In the listing below, swap every "black backpack" for "red suitcase" and leave everything else the same.

## start TASK INPUTS

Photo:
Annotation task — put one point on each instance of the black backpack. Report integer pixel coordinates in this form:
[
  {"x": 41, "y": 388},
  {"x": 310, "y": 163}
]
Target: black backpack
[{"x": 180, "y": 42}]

## end TASK INPUTS

**TASK SOLUTION**
Photo:
Annotation task — put one point on each instance of the red suitcase. Report integer pixel coordinates in this form:
[
  {"x": 41, "y": 388},
  {"x": 310, "y": 163}
]
Target: red suitcase
[{"x": 180, "y": 42}]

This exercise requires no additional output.